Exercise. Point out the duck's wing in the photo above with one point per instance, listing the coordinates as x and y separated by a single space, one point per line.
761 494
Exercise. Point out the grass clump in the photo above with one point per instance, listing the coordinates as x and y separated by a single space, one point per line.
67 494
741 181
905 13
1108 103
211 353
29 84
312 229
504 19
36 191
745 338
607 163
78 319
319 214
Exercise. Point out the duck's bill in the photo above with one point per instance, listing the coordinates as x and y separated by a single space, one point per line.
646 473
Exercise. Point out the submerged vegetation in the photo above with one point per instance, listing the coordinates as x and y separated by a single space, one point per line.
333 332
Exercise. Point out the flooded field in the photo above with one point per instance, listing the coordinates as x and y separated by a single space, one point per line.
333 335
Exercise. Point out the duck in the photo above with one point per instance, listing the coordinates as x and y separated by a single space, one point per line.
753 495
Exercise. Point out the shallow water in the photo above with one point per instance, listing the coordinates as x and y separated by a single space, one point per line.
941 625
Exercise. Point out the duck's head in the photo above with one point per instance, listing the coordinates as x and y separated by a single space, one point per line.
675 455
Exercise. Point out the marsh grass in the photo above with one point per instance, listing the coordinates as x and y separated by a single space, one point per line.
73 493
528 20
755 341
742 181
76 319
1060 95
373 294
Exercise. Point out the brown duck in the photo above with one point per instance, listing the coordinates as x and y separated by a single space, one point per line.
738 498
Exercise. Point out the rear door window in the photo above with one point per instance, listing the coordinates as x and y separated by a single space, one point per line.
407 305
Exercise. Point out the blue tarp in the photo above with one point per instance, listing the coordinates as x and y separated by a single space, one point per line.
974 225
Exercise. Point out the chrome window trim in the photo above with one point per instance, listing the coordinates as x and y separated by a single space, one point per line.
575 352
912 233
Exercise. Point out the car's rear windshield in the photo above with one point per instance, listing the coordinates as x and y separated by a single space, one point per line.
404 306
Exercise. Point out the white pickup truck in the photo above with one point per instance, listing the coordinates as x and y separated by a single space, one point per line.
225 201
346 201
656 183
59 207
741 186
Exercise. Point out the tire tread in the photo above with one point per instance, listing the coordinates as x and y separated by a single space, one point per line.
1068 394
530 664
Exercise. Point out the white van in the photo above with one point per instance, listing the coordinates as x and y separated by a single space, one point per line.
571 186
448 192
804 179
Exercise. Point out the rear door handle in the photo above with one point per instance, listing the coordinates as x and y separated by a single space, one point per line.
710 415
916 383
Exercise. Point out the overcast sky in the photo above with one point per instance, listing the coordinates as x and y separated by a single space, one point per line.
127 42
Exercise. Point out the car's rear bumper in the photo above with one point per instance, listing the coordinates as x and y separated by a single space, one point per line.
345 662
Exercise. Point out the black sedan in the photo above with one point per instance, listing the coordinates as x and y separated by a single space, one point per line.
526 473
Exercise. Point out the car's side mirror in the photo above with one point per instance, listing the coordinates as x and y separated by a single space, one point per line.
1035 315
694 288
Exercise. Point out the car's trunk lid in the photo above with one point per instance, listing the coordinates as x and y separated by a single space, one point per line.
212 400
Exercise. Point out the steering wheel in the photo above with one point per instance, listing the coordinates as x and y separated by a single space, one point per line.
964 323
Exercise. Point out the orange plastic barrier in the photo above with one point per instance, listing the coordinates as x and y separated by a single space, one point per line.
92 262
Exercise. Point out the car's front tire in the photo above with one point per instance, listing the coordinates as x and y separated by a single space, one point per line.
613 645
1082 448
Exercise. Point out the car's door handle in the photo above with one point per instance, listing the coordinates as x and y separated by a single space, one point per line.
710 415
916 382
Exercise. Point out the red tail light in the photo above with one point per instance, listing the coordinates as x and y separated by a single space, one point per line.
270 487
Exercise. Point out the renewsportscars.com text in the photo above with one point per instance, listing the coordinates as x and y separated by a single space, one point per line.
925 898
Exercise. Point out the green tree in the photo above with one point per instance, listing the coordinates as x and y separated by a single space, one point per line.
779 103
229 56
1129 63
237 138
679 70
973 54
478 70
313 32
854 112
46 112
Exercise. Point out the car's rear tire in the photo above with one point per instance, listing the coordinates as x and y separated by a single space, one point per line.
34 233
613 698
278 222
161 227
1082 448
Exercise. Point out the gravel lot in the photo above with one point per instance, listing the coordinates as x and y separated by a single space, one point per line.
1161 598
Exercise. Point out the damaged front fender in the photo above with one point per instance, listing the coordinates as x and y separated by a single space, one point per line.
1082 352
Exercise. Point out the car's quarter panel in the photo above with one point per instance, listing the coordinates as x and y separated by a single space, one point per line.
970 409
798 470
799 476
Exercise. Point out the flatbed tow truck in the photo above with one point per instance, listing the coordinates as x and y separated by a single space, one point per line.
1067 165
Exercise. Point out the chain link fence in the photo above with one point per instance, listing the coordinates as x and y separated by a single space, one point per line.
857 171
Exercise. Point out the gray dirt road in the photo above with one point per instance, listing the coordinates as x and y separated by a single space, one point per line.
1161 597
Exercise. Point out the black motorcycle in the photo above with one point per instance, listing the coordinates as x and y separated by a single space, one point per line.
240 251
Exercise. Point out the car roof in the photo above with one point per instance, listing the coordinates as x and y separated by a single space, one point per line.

####

Problem details = All lines in the material are to be returned exactly.

Reply to the task =
Exercise. Point out the duck's wing in the photo above with one point per instance, listing the coordinates as x and y separated by a single space, one point per line.
761 494
Exercise. Point out the grass clump in the photo above with one point per instance, listing the coordinates as x and y separated by a single space, one point per line.
67 494
741 181
905 13
1108 103
211 353
29 84
312 229
504 19
36 191
745 338
607 163
78 319
319 214
Exercise. Point out the duck's bill in the photo above with one point per instance, listing the coordinates as x and y separated by a single space, one point per line.
646 473
Exercise. Point out the submerged vegetation in the photo above with one point per instance, listing the coordinates as x and y separated by a single space, one point per line.
333 332
Exercise. Point out the flooded field in the photo above with one point per instance, listing the coordinates as x and y separated by a single space, one point per line.
333 335
Exercise. Point out the duck in the photo above with one point per instance, listing the coordinates as x and y separated by a single space, one point per line.
753 495
Exercise. Point out the shallow water in the photo above with one point per instance, listing the coordinates as x and y separated by a single space, one point per line.
941 625
Exercise. Point out the duck's head in the photo above with one point per instance, listing the coordinates as x and y separated by a single space, one point per line.
675 455
Exercise. Point out the marsh grass in the photo above with one point per instance, listing the coordinates as x and y separated by a single space, one point per line.
73 493
528 20
755 341
742 181
76 319
1060 95
373 294
Exercise. Point out the brown duck in the photo above with one point per instance, listing the coordinates as x and y separated by a single space, one point per line.
738 498
Exercise. Point out the rear door window in the photo above with one point per instance, listing the coordinates as x and y separated by a single space, one point per line.
407 305
Exercise. Point out the blue tarp in the photo above with one point per instance, listing the coordinates as x and y separated by a single space, one point per line.
974 225
Exercise. Point out the chrome window trim in the photo above with one point per instance, listing the coordinates as x and y separated by a single space, one point per line.
575 352
912 233
Exercise. Point out the car's rear windshield in the photo above with one point per instance, listing the coordinates as x and y separated by a single space, one point per line.
404 306
Exercise. Point out the white pickup truck in the photo above with one point per instance, listing the coordinates as x and y separated by a single space, one point per line.
225 201
346 201
656 183
59 207
741 186
Exercise. Point out the tire tread in the photo above with one point per instance, listing the coordinates as x and y separated by a single space, one point per line.
1068 394
530 664
Exercise. Point out the white van in the photo above with one point per instance, listing the coordinates as x and y separated by a single space, one point per line.
571 186
448 192
804 179
Exercise. Point out the rear door handle in the photo above with one point per instance, listing the coordinates as x and y separated by a single space, one point per line.
710 415
916 383
Exercise. Point out the overcast sky in the photo above with one point per instance, listing the coordinates as x and y separated by a single space, one point per line.
127 42
Exercise. Point out the car's rear bumper in the photo above with one point per instance, listing the coordinates as x and y separated by a single space, one point per line.
345 662
Exercise. Point out the black sedan in the photo above with one point per instance, listing the coordinates as x and y separated by a single space, one point per line.
526 473
Exercise. Point out the car's side mirror in the photo above with one point per instance, listing the coordinates as x and y separated by a single space, one point per line.
1035 315
694 288
Exercise. Point out the car's trunk lid in the photo above with one point per instance, listing the coordinates as x and y separated by a single space, one point per line.
212 400
Exercise. Point out the steering wheel in the photo above with one point per instance, listing the coordinates as x and y separated by a single space, one point per line.
964 323
Exercise. Point out the orange plastic barrier in the photo above with one point per instance, listing the coordinates as x and y separated by a single space, one point per line.
92 262
Exercise. Point out the car's front tire in the photo above with one point per instance, listing the coordinates as x and y separated by a single space, one point per line.
613 645
1082 448
Exercise. Point out the car's door handle in the photo above with one point per instance, listing the coordinates as x and y separated by a single space, one point per line.
710 415
916 382
Exercise. Point out the red tail light in the photo above with one point per instance, listing the coordinates as x and y separated by a single space, one point per line.
270 487
Exercise. Point out the renewsportscars.com text in the photo above with one point per instance, listing the coordinates as x and y separated by a single space, one point per line.
925 898
Exercise. Point out the green tree in the photo above with one point per instance, listing the coordinates as x and y separated by a single space, one point per line.
779 103
229 56
1129 63
237 138
679 70
973 54
478 70
313 32
854 112
46 112
Exercise. Point out the car's rear tire in the photo above with one point per instance, listing the coordinates as x and y separated by a single space, one point per line.
34 233
613 698
278 222
161 227
1082 448
Exercise. Point out the gravel lot in the photo above with one point per instance, listing the coordinates as x and y separated by a single space, one point per line.
1161 598
Exercise. Point out the damaged front fender in the photo above with one point per instance, listing the coordinates as x and y separated by a single space, one point per line.
1082 352
Exercise. Point out the car's quarter panel in the photo above with one point per instance, listing the coordinates as x and y separated by a single space, one point per line.
970 409
798 470
799 476
Exercise. Point out the flatbed tow truck in the photo above with one point per instance, listing the coordinates as x and y separated by a single space, one point per line.
1067 165
Exercise. Point out the chain link fence in the photo above with one point per instance, listing the coordinates as x and y separated by a single space, one point per line.
857 171
Exercise. Point out the gray dirt road in the photo above with one point per instance, listing the coordinates as x and y separated by a single space, one point per line.
1161 597
Exercise. Point out the black motorcycle in the photo above with one point per instance, listing the coordinates as x and y separated by a single space, one point per line.
240 251
Exercise. Point out the car roof in the photo above with one point per instance, listing the coordinates as x and y separated by a single space, one point per line.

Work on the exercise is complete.